### [GOAL]
Which lines in the rows below contain the string "blossom" with the same capitalization? Pick out each one and copy it in full.

>> BEGIN GIVEN RECORDS

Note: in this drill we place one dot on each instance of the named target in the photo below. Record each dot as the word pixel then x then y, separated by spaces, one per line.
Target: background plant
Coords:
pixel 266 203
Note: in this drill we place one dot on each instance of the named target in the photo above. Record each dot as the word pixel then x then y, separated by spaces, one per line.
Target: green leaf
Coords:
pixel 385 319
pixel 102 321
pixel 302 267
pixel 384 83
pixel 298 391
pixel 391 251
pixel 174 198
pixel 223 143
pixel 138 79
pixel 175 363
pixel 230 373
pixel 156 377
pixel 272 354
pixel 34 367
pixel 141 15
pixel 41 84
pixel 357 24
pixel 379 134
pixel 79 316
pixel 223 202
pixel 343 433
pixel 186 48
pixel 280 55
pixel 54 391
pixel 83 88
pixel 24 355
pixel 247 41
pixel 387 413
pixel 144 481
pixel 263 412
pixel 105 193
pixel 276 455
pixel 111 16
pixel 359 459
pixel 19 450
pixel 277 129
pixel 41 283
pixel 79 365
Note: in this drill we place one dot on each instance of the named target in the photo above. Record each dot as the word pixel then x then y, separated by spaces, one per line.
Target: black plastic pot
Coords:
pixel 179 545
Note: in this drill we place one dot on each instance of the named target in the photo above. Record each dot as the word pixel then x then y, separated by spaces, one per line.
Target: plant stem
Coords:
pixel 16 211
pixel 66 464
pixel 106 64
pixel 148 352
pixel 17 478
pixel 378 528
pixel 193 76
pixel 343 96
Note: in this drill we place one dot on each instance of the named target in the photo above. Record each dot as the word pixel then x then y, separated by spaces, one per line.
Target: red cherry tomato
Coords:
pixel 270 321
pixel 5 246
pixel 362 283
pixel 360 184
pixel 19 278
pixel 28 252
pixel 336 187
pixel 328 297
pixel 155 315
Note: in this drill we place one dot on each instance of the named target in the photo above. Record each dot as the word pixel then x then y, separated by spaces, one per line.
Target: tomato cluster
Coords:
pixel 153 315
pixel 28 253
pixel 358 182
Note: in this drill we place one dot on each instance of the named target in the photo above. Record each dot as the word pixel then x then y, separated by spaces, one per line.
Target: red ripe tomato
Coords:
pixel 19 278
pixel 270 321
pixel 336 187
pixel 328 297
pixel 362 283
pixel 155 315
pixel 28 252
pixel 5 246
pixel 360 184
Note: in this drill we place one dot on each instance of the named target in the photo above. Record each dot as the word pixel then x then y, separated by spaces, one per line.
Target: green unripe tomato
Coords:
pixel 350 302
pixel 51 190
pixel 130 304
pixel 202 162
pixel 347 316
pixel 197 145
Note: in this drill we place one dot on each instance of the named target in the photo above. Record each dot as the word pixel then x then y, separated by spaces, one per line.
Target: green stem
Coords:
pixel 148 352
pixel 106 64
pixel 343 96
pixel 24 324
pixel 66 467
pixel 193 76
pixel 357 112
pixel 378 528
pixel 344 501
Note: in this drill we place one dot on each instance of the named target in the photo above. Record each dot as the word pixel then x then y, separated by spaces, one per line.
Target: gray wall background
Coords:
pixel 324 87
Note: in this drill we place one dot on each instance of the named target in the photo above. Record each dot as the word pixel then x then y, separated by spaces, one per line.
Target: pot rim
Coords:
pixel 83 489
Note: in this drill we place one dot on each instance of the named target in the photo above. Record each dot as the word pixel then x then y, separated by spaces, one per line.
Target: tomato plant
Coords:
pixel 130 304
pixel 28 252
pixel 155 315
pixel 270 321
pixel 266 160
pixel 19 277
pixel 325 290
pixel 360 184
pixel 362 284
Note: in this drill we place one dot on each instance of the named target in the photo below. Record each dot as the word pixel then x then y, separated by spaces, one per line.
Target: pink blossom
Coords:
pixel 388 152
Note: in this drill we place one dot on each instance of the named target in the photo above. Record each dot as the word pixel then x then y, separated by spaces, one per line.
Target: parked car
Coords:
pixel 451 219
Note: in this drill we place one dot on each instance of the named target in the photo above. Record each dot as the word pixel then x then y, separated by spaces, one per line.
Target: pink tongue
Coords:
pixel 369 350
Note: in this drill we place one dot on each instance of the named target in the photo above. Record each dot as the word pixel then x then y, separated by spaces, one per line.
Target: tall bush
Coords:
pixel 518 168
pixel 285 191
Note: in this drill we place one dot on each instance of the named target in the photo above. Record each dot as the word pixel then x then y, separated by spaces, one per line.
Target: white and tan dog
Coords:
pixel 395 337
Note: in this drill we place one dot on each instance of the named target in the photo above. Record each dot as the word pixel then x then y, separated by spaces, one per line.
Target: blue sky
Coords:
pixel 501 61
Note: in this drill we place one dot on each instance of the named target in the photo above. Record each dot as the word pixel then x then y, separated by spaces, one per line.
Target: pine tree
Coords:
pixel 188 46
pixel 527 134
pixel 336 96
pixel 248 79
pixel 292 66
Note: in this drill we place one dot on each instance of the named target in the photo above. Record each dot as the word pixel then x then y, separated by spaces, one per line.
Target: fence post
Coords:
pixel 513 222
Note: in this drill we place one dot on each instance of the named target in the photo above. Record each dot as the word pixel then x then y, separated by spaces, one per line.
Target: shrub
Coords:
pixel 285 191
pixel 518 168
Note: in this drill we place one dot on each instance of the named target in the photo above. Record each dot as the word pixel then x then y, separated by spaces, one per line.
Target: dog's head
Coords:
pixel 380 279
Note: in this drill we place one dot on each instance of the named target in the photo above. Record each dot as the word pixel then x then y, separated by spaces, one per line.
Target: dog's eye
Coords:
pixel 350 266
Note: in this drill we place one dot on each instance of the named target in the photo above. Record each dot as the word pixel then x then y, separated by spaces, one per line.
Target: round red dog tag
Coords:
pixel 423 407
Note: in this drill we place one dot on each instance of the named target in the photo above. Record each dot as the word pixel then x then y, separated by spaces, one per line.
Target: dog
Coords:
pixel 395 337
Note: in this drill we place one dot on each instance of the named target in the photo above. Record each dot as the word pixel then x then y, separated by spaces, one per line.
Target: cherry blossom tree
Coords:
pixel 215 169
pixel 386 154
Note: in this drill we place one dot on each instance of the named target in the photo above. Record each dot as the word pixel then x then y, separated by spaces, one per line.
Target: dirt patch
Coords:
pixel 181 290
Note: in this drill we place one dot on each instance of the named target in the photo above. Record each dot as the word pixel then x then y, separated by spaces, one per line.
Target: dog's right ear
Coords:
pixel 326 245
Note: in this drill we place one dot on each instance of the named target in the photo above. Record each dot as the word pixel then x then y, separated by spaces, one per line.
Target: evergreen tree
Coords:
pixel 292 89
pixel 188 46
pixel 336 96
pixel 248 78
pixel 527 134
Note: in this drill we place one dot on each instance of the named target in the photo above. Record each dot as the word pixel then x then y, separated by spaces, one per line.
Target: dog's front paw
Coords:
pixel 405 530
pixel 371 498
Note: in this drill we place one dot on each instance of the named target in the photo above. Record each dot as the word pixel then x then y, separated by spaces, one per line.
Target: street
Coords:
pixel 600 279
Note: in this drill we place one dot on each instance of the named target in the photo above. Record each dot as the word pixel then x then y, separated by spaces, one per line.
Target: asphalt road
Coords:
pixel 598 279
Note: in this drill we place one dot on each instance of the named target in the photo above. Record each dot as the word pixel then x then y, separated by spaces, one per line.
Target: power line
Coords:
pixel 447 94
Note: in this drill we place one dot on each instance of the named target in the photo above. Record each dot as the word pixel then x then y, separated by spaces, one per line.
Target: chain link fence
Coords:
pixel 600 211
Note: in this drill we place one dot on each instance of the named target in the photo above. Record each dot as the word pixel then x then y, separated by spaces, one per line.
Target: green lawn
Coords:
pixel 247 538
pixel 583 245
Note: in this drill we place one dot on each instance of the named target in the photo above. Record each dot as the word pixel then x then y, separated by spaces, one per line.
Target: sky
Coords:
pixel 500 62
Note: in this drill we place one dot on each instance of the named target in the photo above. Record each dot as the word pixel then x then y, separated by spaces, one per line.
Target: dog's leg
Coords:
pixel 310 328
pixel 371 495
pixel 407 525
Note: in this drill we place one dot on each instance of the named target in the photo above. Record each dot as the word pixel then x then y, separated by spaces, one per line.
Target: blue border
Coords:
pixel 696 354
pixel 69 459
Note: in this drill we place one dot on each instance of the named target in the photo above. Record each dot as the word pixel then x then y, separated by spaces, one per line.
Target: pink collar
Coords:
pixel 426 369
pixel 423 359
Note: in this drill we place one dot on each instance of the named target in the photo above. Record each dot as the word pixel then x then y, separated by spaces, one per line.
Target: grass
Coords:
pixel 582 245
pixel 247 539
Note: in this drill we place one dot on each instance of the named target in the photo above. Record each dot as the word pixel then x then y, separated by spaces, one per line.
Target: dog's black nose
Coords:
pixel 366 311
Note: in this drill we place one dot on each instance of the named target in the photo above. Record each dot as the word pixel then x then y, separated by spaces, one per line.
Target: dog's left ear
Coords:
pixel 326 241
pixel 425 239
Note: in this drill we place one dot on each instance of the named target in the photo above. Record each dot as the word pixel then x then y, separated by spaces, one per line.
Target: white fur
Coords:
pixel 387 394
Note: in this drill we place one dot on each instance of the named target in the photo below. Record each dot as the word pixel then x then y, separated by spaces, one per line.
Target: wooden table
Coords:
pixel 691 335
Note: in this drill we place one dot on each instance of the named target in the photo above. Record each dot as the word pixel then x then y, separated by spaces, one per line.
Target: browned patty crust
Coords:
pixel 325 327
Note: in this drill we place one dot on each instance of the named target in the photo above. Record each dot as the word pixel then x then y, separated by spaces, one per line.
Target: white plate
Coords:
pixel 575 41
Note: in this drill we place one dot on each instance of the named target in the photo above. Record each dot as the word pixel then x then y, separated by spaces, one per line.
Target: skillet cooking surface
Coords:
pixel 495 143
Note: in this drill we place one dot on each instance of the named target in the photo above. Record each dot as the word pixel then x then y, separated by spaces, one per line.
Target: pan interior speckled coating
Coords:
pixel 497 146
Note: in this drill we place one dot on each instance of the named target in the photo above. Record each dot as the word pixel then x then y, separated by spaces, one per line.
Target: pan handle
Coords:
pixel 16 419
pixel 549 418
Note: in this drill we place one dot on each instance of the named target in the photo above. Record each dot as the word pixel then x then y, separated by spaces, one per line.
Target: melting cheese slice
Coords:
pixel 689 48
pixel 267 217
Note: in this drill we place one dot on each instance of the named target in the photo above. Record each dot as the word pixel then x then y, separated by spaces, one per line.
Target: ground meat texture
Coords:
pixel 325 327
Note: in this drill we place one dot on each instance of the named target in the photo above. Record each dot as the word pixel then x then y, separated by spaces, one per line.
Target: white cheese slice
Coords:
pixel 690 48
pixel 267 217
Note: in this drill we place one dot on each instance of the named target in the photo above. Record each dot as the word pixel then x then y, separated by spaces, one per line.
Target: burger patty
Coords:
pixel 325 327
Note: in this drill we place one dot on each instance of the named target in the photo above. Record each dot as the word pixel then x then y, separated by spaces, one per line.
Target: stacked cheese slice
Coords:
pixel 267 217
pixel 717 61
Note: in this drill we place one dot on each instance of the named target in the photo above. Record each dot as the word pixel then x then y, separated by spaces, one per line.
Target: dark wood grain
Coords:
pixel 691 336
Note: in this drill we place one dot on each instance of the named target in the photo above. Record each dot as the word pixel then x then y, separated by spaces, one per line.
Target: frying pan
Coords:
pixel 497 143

>> END GIVEN RECORDS

### [SOLUTION]
Target: pink blossom
Target: cherry blossom tree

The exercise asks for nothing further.